Given task 1 :: Please edit the listing so that every "tree trunk" becomes "tree stump", keeping everything else the same, and leave the pictures out of your answer.

Excerpted text ::
═══

Monday, September 15th, 2008

Is this “against pretty much every journalistic principle”? Should it be?

Posted by Kevin Anderson

Last month, Mohamed Nanabhay of Al Jazeera asked what would be the most important things to include if one was building a news website from scratch. It kicked off a great conversation, largely via Twitter. I think it’s a question that more people are asking as we are open to more radical ideas to support journalism as the print business model comes under increasing pressure.

I collected some of the responses and added some of my own, but I wanted to flag up this response from Mads Kristensen in Denmark. He recast the question in terms not of building a news site but rather a media site “since the news business is so over-commoditized by now that it’s arguable if there’s any strategic advantage in looking just at news”. Some journalists might wince at that statement, but there is a lot of truth in it. We really need to ask some hard questions about what is our unique selling point. What information, analysis or entertainment are we providing that one else does?

Mads asks a question that is increasingly on my mind:

So to my mind this is more an idea of how to redefine media as such without the legacy of the old media companies. So what would I do?

═══

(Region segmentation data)
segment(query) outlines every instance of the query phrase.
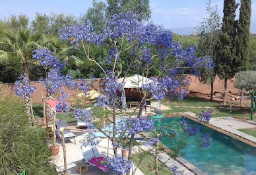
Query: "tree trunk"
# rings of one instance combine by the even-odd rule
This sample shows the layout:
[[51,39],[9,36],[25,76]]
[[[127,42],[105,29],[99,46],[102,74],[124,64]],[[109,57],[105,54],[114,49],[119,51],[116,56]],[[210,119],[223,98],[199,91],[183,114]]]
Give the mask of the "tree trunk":
[[213,82],[210,83],[210,100],[213,100]]
[[157,101],[156,110],[158,111],[161,111],[161,101],[160,100],[158,100],[158,101]]
[[29,82],[28,62],[26,58],[25,58],[22,63],[22,74]]
[[[22,63],[22,75],[24,77],[28,80],[29,82],[29,72],[28,72],[28,62],[27,59],[25,58]],[[30,98],[29,97],[26,97],[24,99],[24,104],[26,107],[26,114],[31,117],[31,103]]]
[[223,105],[226,105],[227,103],[227,87],[228,87],[228,79],[225,78],[224,80],[224,101],[223,101]]
[[[113,104],[113,136],[112,136],[112,144],[115,141],[115,104]],[[115,147],[113,147],[113,153],[115,155],[117,154],[117,150]]]
[[34,116],[33,104],[32,103],[31,97],[30,98],[30,100],[31,121],[32,121],[32,126],[34,126],[36,124],[35,124],[35,118],[34,118]]
[[241,89],[240,107],[243,107],[243,89]]
[[121,97],[121,111],[123,113],[126,111],[127,104],[126,104],[126,96],[125,96],[125,88],[122,88],[122,97]]
[[155,151],[155,155],[154,155],[154,169],[156,170],[156,175],[158,175],[158,144],[156,144],[156,151]]
[[[140,103],[140,105],[139,105],[139,111],[138,116],[137,116],[138,117],[141,117],[141,114],[143,113],[144,104],[145,101],[146,101],[146,94],[144,94],[144,96],[143,97],[143,100],[141,101],[141,103]],[[128,159],[131,159],[131,153],[132,153],[132,151],[133,151],[133,141],[134,141],[134,136],[135,136],[135,135],[133,134],[133,135],[131,135],[131,138],[130,138],[130,144],[129,145]],[[127,172],[127,173],[126,174],[127,175],[130,174],[130,172],[129,171]]]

═══

Given task 2 :: Print the stretch of the post on building a news website from "Last month, Mohamed" through "under increasing pressure.", word for word.

Task output 1 ::
segment(query) outlines every instance of the query phrase.
Query: "tree stump"
# rings of one instance combine by the even-odd rule
This sample shows the layout:
[[51,39],[9,36],[25,76]]
[[[127,42],[105,29],[99,46],[102,74],[124,64]],[[109,57],[105,54],[114,49],[119,51],[116,56]],[[210,119],[223,98],[199,91],[183,114]]]
Give the mask of the "tree stump":
[[213,82],[210,83],[210,100],[213,100]]
[[157,101],[156,110],[158,111],[161,111],[161,101],[160,100],[158,100],[158,101]]
[[29,82],[28,62],[26,58],[25,58],[22,63],[22,74]]
[[[22,63],[22,75],[24,77],[28,80],[29,82],[29,72],[28,72],[28,62],[27,59],[25,58]],[[30,98],[29,97],[26,97],[24,99],[24,104],[26,107],[26,114],[31,117],[31,103]]]
[[223,105],[226,105],[227,103],[227,87],[228,87],[228,79],[225,78],[224,80],[224,101],[223,101]]
[[[113,104],[113,136],[112,136],[112,144],[115,141],[115,104]],[[115,147],[113,147],[113,153],[115,155],[117,154],[117,150]]]
[[34,116],[33,104],[32,103],[31,97],[30,98],[30,100],[31,121],[32,121],[32,126],[34,126],[36,124],[35,124],[35,118],[34,118]]
[[241,89],[240,107],[243,107],[243,89]]
[[121,97],[121,111],[123,113],[126,111],[127,104],[126,104],[126,96],[125,96],[125,88],[122,88],[122,97]]
[[155,151],[155,155],[154,155],[154,169],[156,170],[156,175],[158,175],[158,144],[156,144],[156,151]]
[[[140,103],[140,105],[139,105],[139,111],[138,116],[137,116],[138,117],[141,117],[141,114],[143,113],[144,104],[145,101],[146,101],[146,94],[144,94],[144,96],[143,97],[143,100],[141,101],[141,103]],[[128,159],[131,159],[131,153],[132,153],[132,151],[133,151],[133,141],[134,141],[134,136],[135,136],[135,135],[133,134],[133,135],[131,135],[131,138],[130,138],[130,144],[129,145]],[[127,172],[127,173],[126,174],[127,175],[130,174],[130,172],[129,171]]]

Task output 2 ::
Last month, Mohamed Nanabhay of Al Jazeera asked what would be the most important things to include if one was building a news website from scratch. It kicked off a great conversation, largely via Twitter. I think it’s a question that more people are asking as we are open to more radical ideas to support journalism as the print business model comes under increasing pressure.